Repeat exactly, and only, the lines from the one containing "If you could drop a marker on the water in" through the end of the records.
----- Listing
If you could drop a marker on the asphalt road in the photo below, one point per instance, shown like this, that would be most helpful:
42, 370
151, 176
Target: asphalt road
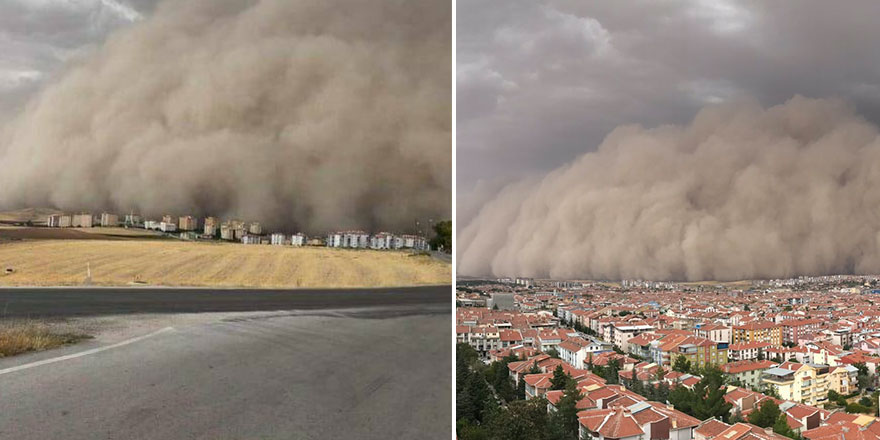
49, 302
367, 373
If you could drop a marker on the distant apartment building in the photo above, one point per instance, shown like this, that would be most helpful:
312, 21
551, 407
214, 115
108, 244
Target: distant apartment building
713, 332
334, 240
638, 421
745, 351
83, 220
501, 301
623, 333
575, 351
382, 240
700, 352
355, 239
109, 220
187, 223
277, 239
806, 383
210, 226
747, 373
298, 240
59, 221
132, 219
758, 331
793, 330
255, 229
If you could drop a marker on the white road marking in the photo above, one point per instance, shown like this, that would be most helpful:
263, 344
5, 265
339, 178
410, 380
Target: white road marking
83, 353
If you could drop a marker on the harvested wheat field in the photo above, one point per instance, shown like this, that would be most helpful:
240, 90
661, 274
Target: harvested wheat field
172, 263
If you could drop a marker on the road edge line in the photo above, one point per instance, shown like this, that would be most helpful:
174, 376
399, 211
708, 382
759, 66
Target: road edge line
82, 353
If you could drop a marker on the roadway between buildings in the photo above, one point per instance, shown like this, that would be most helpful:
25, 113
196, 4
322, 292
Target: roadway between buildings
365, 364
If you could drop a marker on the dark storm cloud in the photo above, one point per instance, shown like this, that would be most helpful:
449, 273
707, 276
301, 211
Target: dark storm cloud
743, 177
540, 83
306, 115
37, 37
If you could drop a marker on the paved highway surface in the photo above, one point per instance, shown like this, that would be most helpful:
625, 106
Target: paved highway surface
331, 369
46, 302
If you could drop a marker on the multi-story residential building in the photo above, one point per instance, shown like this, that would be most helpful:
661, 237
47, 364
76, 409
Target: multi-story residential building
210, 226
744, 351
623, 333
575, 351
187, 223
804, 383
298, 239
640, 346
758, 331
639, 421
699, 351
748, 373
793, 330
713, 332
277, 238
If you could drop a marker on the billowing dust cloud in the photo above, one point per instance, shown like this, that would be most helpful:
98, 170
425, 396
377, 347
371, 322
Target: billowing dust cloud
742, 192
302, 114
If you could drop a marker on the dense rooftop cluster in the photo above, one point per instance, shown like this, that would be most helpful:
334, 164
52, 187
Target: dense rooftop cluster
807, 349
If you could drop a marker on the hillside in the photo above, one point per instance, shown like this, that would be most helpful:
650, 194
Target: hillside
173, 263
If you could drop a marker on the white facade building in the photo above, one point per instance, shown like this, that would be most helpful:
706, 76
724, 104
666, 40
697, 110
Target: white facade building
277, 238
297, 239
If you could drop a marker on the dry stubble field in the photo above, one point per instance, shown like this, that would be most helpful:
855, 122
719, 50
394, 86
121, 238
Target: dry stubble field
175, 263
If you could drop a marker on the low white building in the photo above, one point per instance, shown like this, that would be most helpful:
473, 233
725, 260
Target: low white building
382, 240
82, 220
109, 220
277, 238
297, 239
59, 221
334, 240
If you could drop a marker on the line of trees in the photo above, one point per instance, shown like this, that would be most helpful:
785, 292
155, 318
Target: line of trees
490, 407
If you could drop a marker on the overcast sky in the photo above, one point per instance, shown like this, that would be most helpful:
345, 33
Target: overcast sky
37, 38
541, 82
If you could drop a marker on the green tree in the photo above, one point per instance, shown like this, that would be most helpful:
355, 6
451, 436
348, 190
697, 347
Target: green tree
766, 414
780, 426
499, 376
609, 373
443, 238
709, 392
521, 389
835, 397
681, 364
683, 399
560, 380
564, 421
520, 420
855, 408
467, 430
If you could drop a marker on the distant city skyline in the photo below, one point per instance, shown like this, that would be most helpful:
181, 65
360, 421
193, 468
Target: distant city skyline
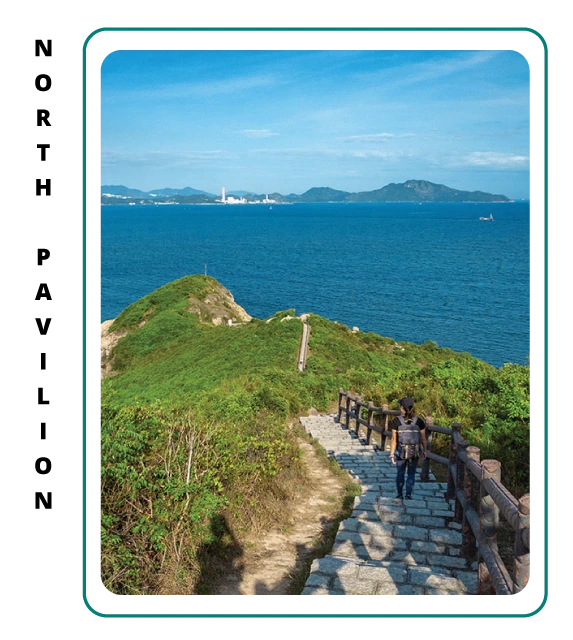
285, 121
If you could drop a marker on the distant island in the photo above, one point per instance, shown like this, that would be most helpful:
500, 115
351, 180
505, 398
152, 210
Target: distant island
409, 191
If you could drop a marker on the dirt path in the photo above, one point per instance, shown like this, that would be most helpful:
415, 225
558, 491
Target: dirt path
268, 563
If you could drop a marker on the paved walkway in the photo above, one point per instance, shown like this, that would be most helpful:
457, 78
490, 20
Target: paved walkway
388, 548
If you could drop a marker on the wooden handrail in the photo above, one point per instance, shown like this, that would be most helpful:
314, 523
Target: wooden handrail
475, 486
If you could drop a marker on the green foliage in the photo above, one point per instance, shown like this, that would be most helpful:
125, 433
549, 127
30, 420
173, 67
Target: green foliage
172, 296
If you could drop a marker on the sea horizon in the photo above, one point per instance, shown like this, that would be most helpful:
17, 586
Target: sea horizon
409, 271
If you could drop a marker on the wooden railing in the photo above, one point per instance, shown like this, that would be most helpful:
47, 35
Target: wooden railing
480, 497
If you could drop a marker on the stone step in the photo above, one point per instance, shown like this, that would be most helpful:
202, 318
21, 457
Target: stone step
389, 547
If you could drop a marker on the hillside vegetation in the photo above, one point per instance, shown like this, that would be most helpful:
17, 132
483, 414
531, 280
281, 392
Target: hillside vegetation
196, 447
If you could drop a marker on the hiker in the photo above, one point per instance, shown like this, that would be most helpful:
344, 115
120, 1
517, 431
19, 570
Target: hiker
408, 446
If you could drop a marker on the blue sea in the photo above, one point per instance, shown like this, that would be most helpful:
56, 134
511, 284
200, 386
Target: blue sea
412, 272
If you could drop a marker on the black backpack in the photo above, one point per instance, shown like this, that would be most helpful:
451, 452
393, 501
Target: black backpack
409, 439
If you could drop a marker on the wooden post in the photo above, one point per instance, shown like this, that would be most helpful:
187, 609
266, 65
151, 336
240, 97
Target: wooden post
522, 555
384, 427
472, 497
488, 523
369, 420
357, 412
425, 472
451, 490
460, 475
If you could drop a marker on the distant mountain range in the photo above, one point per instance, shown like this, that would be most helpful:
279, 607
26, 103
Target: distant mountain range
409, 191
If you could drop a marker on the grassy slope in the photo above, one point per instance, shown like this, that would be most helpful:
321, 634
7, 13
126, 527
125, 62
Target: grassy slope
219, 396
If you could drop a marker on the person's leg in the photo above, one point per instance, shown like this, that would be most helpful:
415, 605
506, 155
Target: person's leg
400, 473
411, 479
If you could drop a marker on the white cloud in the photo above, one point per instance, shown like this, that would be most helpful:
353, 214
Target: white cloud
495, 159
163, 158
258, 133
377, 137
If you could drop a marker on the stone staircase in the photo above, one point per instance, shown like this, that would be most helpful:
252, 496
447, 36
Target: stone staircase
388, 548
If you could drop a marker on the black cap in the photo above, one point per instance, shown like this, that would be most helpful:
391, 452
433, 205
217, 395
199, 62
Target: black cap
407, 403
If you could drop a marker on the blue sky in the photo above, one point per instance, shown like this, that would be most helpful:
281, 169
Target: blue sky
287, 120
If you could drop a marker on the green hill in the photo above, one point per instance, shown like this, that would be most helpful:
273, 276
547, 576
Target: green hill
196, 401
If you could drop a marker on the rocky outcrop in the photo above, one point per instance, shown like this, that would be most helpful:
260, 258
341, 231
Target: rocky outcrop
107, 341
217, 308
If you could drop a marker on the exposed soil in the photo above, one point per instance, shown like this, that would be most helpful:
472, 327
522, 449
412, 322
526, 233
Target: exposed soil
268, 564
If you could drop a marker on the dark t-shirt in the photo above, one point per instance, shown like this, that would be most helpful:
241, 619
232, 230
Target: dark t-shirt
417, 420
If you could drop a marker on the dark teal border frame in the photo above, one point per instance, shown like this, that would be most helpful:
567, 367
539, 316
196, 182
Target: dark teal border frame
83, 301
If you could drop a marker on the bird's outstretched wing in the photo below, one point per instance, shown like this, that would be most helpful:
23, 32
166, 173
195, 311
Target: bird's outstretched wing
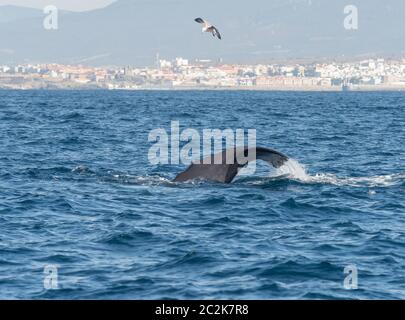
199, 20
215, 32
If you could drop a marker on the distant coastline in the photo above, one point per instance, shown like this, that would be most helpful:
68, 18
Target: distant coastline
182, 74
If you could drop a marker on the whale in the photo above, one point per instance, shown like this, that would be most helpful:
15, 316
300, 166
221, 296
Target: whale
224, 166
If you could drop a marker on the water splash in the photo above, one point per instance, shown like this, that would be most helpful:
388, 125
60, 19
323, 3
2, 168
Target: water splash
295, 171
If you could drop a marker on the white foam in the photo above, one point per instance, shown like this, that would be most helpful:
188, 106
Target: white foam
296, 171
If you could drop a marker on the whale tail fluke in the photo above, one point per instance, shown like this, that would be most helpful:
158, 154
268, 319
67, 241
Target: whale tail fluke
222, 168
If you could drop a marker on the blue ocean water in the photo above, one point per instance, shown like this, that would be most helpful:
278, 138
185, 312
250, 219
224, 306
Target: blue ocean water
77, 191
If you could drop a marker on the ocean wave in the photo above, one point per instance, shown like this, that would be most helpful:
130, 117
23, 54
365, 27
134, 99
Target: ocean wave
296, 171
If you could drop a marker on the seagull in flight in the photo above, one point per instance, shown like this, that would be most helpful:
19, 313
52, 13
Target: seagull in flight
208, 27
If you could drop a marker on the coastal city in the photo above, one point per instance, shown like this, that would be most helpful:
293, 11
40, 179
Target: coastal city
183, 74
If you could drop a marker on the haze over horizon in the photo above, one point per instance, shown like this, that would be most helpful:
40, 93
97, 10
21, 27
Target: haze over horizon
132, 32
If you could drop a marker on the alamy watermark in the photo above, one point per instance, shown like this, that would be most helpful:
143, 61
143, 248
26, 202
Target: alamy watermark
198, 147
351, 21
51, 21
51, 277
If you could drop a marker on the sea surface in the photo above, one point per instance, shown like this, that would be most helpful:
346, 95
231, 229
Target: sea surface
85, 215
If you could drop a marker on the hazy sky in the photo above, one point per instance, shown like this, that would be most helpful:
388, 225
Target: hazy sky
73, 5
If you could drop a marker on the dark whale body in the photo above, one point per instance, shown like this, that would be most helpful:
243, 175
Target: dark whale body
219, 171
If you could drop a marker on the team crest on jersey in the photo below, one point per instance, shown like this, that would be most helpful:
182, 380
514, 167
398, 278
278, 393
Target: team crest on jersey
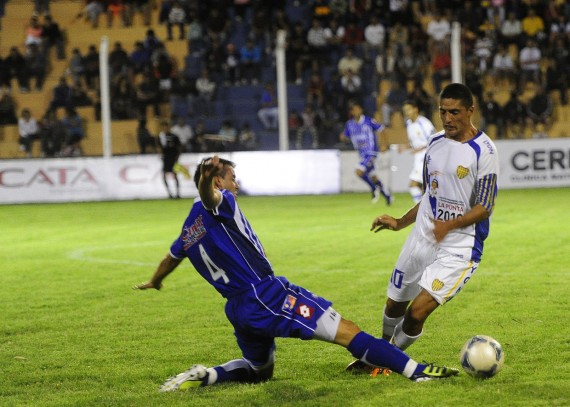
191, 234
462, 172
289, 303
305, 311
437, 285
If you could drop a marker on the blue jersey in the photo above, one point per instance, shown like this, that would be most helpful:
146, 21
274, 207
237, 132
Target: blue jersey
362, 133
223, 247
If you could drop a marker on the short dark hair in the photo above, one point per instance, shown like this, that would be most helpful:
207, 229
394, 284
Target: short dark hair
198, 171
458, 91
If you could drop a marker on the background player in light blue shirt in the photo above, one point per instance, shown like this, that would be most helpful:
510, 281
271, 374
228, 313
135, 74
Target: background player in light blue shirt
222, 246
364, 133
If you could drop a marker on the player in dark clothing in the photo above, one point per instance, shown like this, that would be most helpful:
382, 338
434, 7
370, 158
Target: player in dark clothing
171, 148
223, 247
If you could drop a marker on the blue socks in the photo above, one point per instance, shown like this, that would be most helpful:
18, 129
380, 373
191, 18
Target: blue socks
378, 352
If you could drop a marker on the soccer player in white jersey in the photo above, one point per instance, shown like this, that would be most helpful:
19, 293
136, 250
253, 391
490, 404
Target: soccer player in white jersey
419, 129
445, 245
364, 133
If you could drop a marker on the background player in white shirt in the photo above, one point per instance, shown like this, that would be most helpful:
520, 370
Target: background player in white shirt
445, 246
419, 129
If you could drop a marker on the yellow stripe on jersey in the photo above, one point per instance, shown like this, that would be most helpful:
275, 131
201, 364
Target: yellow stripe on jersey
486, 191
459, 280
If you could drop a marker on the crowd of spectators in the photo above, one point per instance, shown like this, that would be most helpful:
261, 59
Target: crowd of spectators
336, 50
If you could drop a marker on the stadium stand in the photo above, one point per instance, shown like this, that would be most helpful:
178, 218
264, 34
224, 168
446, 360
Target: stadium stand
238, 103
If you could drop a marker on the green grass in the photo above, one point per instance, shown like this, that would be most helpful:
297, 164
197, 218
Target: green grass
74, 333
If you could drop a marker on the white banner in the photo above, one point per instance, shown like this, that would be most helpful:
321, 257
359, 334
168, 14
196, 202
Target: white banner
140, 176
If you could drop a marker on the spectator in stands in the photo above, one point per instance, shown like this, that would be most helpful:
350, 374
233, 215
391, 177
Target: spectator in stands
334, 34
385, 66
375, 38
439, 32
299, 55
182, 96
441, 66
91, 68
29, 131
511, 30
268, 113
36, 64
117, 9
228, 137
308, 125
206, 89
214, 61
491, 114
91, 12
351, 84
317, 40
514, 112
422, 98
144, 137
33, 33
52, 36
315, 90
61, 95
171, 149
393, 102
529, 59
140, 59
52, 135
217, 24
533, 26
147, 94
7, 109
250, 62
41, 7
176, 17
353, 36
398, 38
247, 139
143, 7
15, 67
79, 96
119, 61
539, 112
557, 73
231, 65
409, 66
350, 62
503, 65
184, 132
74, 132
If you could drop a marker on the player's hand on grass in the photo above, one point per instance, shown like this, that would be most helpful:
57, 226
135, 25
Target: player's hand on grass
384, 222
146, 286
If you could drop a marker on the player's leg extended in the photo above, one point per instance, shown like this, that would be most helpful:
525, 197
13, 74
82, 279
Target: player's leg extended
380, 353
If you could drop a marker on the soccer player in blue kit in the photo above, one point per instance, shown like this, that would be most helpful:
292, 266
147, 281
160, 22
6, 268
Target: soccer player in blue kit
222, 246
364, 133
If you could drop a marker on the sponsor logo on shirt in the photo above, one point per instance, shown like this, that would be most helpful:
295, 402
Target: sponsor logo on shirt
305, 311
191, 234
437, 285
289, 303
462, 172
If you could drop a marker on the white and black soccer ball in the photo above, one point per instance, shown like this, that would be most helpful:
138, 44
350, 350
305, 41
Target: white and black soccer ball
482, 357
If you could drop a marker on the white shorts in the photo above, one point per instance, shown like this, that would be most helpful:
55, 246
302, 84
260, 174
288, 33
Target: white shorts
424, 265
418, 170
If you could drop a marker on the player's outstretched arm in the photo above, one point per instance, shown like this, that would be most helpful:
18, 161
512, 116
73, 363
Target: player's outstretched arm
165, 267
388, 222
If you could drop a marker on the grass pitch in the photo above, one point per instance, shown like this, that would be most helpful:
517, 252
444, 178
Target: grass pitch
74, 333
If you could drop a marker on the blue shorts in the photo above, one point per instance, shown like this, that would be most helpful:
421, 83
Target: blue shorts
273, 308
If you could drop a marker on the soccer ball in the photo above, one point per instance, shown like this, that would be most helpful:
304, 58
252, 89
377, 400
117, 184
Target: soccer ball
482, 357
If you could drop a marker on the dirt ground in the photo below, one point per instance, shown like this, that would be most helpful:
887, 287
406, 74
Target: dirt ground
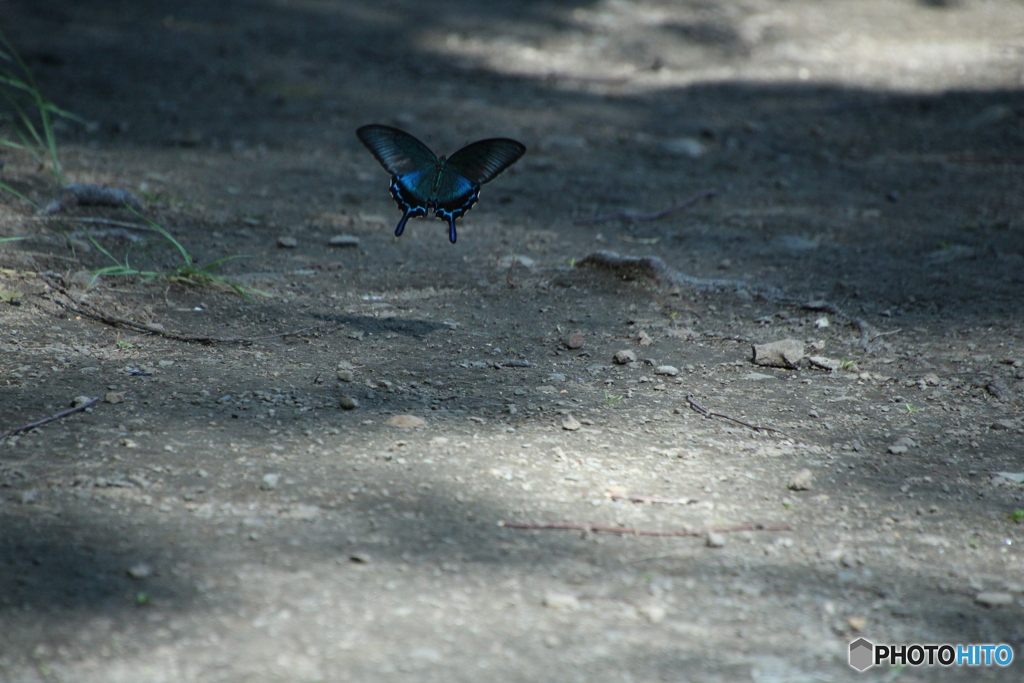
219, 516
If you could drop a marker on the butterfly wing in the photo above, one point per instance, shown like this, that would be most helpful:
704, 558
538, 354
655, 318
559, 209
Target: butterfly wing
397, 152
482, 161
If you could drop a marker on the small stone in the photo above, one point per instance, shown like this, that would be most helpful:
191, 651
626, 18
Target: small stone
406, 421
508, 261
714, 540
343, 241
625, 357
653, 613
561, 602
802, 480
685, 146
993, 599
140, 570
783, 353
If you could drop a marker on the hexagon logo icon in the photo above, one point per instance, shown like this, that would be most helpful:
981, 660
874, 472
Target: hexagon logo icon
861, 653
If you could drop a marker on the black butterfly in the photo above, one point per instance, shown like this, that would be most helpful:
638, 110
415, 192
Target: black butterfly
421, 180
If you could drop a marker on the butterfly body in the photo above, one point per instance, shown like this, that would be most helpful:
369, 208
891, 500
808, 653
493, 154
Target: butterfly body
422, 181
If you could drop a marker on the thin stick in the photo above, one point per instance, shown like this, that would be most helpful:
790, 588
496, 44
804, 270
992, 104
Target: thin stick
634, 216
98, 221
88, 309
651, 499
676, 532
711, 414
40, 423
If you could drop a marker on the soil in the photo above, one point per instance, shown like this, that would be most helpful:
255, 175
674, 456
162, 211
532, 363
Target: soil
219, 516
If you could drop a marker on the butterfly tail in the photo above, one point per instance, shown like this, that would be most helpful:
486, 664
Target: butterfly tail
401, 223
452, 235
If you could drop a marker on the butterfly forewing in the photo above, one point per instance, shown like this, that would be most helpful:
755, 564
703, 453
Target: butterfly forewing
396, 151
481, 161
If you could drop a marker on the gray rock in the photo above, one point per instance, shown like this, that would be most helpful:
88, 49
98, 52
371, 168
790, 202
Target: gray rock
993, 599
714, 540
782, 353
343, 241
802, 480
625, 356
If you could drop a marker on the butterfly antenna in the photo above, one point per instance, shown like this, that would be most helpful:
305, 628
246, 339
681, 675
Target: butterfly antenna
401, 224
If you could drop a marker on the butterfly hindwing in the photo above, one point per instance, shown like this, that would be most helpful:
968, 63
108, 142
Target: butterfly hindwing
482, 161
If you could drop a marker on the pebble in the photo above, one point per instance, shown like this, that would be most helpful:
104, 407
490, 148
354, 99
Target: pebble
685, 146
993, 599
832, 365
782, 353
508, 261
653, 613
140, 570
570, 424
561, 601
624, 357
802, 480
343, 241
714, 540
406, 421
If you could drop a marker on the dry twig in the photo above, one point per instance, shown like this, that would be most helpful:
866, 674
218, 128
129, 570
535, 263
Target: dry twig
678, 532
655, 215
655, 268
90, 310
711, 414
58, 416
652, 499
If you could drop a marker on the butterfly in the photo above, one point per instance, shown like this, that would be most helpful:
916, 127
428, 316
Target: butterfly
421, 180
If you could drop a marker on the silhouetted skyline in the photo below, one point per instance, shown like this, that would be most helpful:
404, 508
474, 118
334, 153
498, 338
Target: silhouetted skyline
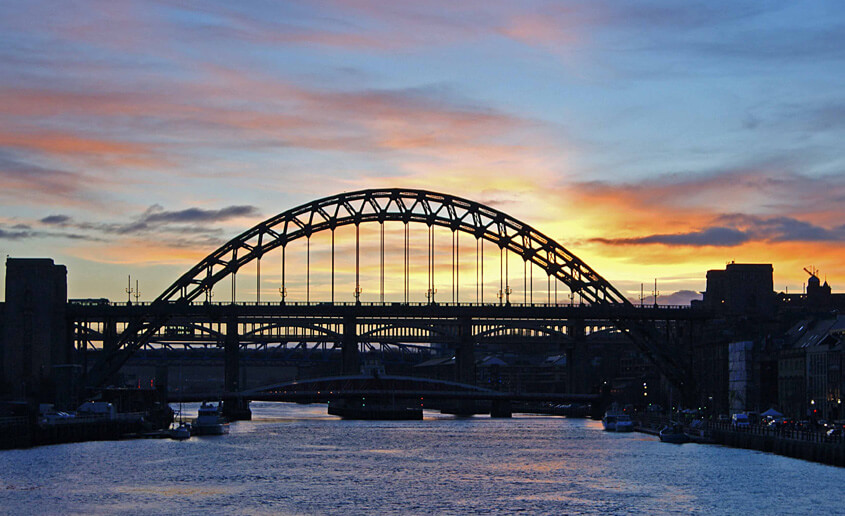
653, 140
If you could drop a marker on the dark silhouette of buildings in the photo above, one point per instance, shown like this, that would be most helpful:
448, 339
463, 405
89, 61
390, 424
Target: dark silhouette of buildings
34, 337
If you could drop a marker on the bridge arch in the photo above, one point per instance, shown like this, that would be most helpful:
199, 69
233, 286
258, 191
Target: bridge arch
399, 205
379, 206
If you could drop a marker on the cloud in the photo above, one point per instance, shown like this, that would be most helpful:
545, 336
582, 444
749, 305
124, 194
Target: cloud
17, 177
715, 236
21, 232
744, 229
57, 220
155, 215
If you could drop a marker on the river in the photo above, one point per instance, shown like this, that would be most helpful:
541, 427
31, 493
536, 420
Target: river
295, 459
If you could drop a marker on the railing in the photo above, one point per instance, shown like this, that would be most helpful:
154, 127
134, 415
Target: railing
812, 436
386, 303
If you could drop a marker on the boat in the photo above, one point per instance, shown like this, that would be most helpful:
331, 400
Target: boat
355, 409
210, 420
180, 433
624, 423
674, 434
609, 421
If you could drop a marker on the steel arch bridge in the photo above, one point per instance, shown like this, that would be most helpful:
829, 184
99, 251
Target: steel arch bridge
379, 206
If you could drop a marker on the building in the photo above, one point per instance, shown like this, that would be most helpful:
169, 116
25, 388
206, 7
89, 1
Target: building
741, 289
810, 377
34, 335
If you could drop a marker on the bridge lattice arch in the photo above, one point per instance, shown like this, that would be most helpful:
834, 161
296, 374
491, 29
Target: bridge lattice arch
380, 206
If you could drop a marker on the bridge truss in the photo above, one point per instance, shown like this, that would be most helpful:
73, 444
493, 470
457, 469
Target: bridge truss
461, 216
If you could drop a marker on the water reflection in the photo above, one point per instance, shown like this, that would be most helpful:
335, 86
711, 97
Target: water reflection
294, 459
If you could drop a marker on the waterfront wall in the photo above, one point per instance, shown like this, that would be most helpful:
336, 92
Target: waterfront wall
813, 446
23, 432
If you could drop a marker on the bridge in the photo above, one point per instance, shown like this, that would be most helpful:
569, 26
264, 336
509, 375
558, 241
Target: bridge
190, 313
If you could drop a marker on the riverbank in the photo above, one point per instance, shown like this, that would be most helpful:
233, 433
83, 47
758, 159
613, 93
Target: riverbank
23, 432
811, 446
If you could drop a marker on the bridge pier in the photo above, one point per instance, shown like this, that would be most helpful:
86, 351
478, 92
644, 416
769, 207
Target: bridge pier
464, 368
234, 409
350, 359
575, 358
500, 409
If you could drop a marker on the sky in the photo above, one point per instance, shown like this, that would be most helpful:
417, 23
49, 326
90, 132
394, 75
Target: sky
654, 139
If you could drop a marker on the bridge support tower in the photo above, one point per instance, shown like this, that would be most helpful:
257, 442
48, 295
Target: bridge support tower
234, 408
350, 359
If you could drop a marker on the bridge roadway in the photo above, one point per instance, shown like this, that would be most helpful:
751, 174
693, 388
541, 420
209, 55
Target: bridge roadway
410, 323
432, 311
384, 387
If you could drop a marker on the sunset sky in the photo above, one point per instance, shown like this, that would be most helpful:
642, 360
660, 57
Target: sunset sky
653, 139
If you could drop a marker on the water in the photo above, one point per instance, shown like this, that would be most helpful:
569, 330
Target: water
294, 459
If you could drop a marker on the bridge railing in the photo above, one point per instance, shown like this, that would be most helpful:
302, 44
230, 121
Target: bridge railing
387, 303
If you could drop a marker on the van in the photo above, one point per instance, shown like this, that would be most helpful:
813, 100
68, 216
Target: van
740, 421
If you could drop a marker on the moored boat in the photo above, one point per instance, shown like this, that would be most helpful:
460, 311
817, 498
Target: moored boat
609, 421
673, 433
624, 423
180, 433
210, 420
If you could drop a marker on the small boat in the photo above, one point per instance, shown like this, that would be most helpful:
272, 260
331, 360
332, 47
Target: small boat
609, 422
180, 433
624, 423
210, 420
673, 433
----------
## Solution for this exercise
If you could drop a marker on the water in the photo above, one point per instance, shown like this, that would be most helpful:
569, 330
Target: water
294, 459
If you could drop a marker on the bridge railing in the photo above, one point per instance, shown like this, that would be most helpful:
302, 44
230, 121
Target: bridge railing
387, 303
If you could drop a marker on the van in the photo above, one point per instance, shown like this, that would be most helpful:
813, 100
68, 216
Target: van
740, 421
If you could drop a marker on the moored boat in the photo above, one point per instance, shown like this, that would be most helpful:
460, 311
817, 498
Target: moored boat
609, 421
673, 433
624, 423
180, 433
210, 420
If you could drop a marker on the small boat in the photo above, one point per instance, shown like this, that would be most helpful:
272, 260
331, 360
332, 47
Target: small boat
609, 422
180, 433
624, 423
210, 420
673, 433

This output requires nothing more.